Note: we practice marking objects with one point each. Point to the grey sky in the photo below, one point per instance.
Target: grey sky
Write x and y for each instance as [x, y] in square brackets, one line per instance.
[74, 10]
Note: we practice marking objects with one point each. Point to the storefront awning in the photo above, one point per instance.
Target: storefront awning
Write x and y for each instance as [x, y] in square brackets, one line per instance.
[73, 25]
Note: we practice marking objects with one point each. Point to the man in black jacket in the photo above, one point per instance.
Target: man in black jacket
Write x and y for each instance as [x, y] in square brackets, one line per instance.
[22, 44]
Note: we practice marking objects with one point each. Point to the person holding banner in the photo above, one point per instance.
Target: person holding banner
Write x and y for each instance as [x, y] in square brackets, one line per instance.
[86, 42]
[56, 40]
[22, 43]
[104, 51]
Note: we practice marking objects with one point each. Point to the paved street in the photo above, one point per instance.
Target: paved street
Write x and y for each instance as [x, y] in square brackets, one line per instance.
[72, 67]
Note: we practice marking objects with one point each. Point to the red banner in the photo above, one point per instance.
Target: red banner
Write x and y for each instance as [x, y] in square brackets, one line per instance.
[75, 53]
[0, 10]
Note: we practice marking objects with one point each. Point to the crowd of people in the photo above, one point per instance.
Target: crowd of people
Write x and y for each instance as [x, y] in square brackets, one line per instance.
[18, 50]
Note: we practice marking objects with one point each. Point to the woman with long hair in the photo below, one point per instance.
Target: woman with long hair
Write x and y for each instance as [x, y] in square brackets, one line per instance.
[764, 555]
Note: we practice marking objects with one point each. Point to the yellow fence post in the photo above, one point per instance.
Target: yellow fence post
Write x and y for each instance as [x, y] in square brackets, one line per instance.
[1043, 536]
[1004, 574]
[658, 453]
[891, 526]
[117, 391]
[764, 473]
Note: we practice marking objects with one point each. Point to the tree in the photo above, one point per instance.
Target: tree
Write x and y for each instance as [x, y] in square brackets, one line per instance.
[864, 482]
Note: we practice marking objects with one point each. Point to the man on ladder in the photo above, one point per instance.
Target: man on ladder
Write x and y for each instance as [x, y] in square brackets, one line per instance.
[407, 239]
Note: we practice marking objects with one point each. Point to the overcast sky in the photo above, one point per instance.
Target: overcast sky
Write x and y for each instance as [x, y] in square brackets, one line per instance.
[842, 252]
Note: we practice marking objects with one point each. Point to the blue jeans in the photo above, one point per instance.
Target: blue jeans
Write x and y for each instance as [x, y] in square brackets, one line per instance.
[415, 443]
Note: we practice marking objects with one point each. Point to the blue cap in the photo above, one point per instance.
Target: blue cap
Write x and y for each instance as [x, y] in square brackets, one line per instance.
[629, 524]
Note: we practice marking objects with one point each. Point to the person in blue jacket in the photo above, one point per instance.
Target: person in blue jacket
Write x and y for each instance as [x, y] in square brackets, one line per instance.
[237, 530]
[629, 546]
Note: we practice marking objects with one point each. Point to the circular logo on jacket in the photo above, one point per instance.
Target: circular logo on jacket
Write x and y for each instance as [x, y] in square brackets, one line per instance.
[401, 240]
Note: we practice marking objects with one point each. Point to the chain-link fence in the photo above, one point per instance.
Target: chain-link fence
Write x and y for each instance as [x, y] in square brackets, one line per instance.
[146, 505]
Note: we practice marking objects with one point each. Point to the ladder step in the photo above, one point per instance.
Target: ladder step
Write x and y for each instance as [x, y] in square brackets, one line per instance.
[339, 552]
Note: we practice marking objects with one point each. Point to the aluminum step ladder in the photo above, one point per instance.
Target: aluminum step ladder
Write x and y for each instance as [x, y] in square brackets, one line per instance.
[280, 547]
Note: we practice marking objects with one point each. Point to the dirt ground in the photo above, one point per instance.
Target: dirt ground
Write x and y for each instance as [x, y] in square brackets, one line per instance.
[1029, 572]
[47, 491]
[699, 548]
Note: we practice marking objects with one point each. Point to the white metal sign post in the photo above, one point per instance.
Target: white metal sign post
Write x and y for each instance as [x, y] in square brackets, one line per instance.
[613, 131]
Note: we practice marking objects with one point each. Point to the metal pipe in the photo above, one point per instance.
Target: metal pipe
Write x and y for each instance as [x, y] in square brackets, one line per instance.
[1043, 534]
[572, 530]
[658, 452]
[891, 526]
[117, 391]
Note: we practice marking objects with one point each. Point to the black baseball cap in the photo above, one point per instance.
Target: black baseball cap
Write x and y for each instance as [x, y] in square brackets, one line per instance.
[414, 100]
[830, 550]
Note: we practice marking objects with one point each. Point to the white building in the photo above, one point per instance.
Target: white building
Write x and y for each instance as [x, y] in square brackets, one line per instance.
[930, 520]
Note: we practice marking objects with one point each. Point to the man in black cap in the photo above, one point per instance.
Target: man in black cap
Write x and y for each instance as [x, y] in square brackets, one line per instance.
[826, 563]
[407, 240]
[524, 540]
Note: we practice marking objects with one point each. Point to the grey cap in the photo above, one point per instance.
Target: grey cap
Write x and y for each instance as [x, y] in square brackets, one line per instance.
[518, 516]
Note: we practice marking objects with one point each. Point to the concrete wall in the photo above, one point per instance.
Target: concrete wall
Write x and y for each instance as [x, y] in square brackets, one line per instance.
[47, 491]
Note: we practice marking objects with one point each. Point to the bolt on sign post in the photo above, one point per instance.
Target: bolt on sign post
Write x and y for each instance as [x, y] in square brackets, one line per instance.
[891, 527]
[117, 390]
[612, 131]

------

**Exercise requirements**
Recast every one of the lines above as a numbered list, skipping any blank lines.

**Finished task**
1. Note: we practice marking objects with one point each. Point to the grey sky in the photo below, one point per instance.
2. Target: grey sky
3. Write x and y for each instance as [x, y] in square brackets, one line per instance.
4. [74, 10]
5. Note: we practice marking objects with one point each. Point to the storefront awning in the photo above, one point per instance.
6. Target: storefront awning
7. Write x and y for each instance as [x, y] in square brackets, one line per instance.
8. [73, 25]
9. Note: we practice marking objects with one point each. Point to the man in black jacket in the photo above, one point per instance.
10. Target: man in black jacket
11. Write x and y for each instance as [x, y] in square brackets, one line per instance.
12. [22, 44]
13. Note: we practice marking objects with one point each. Point to the person holding banner in the photo above, one point per instance.
14. Target: person holding banner
15. Write x and y for each instance as [x, y] in square brackets, one line per instance.
16. [86, 42]
17. [56, 40]
18. [22, 43]
19. [104, 51]
20. Note: we practice marking objects with one point each. Point to the paved street in the photo above, one point per instance.
21. Target: paved street
22. Write x and y for each instance as [x, y] in square brackets, one line per instance.
23. [72, 67]
24. Note: we practice marking objects with one point each. Point to the red banner in the photo above, one point per instance.
25. Target: red banner
26. Write x and y for each instance as [x, y] in square brackets, one line per instance.
27. [75, 53]
28. [0, 10]
29. Note: we practice marking objects with one point each. Point to the crowd of people in the photo above, one point per instance.
30. Target: crowd of people
31. Write x and y for each instance as [x, y] in square brackets, one line per instance.
32. [18, 50]
33. Note: we practice marking objects with one point each. Point to the woman with long hair in the photo below, one point per instance.
34. Target: woman with long hair
35. Write x and y for each instance as [x, y] in square brackets, one line per instance.
36. [764, 555]
37. Note: we practice marking objects with one point each. Point to the yellow fence post in the photo above, one point per instance.
38. Target: yellow fence post
39. Write x and y for each instance as [x, y] in square brackets, one line per instance.
40. [1043, 536]
41. [1004, 574]
42. [658, 453]
43. [891, 526]
44. [117, 391]
45. [764, 473]
46. Note: we practice marking objects with one point each. Point to the tree in the photo above, one point per instance.
47. Target: tree
48. Write x and y for each instance as [x, y] in square brackets, one line per instance.
49. [864, 482]
50. Note: we practice marking objects with one point each. Point to the man on ladder in the photo above, one point per instance.
51. Target: man on ladder
52. Write x and y for each instance as [x, y] in square brackets, one line per instance.
53. [407, 239]
54. Note: we practice marking objects with one point each. Point to the overcast sky in the photo above, one point per instance.
55. Target: overcast sky
56. Write x and y for each instance as [x, y] in square brackets, one line per instance.
57. [842, 252]
58. Note: we practice marking objects with one point each. Point to the blue jeans in the photo above, one point per instance.
59. Target: blue jeans
60. Write x and y for each instance as [x, y] in square brackets, one line per instance.
61. [415, 443]
62. Note: we practice marking objects with one point each. Point to the blue cap in the photo above, one point per instance.
63. Target: blue cap
64. Write x and y for each instance as [x, y] in square brackets, one line per instance.
65. [629, 524]
66. Note: we practice marking objects with one point each. Point to the person in blue jacket in the photo above, one point per instance.
67. Target: person in blue jacket
68. Write x and y for each instance as [x, y] in square brackets, one line per instance.
69. [237, 530]
70. [629, 546]
71. Note: we practice marking objects with one point each. Point to the circular logo on jacket in the photo above, one point per instance.
72. Target: circular logo on jacket
73. Write x and y for each instance as [x, y] in square brackets, one line per instance.
74. [401, 240]
75. Note: we practice marking objects with one point each. Point to the chain-link fence in the photo above, one point per instance.
76. Target: chain-link fence
77. Write x and y for each instance as [x, y] in square brackets, one line per instance.
78. [146, 505]
79. Note: we practice marking objects with one point each. Point to the ladder step in the photo above, one point per instance.
80. Target: ladder step
81. Write x and y for each instance as [x, y] in square brackets, one line per instance.
82. [339, 552]
83. Note: we practice marking objects with one point each. Point to the aluminum step ladder in the photo above, one point per instance.
84. Target: aluminum step ladder
85. Write x and y for each instance as [x, y] in square brackets, one line per instance.
86. [280, 547]
87. Note: we practice marking objects with one point each. Point to the dirt ground in the photo above, one point per instance.
88. Target: dirt ground
89. Write x and y for each instance as [x, y] in square brackets, one line per instance.
90. [1029, 572]
91. [47, 491]
92. [699, 548]
93. Note: we practice marking objects with one point each. Point to the white metal sign post in the photo above, one point per instance.
94. Target: white metal sign post
95. Write x and y for each instance as [x, y] in square brackets, one line per instance.
96. [613, 131]
97. Note: we practice marking objects with one point each. Point to the metal pipe in the photo above, one point per instance.
98. Target: metal pipe
99. Write x and y for each instance as [x, y] in square brackets, one line per instance.
100. [1043, 534]
101. [572, 530]
102. [658, 452]
103. [891, 526]
104. [117, 391]
105. Note: we practice marking objects with one point each. Point to the black baseball cap in the photo above, one point per instance.
106. Target: black baseball cap
107. Write x and y for each instance as [x, y] in square brackets, one line per instance.
108. [414, 100]
109. [830, 550]
110. Note: we practice marking objects with one point each. Point to the white building in the photo above, one point per instance.
111. Target: white building
112. Write x and y for each instance as [x, y] in square brackets, one line per instance.
113. [930, 520]
114. Note: we practice marking objects with one point each. Point to the man in black cap in the photo above, one point per instance.
115. Target: man in black cap
116. Write x and y for each instance as [x, y] in square brackets, one line per instance.
117. [826, 563]
118. [407, 240]
119. [524, 540]
120. Note: we practice marking objects with one point each. Point to the grey cap in the photo above, one point per instance.
121. Target: grey cap
122. Write x and y for each instance as [x, y] in square brackets, one line per instance.
123. [518, 516]
124. Note: we practice marking objects with one point each. Point to the concrete wall in the photo above, one point per instance.
125. Target: concrete wall
126. Write x and y for each instance as [x, y] in square brackets, one line per instance.
127. [47, 491]
128. Note: we practice marking objects with one point each. Point to the bolt on sign post in the photo above, one point per instance.
129. Target: bolt on sign post
130. Write x and y for each instance as [x, y] in square brackets, one line per instance.
131. [891, 527]
132. [117, 390]
133. [612, 131]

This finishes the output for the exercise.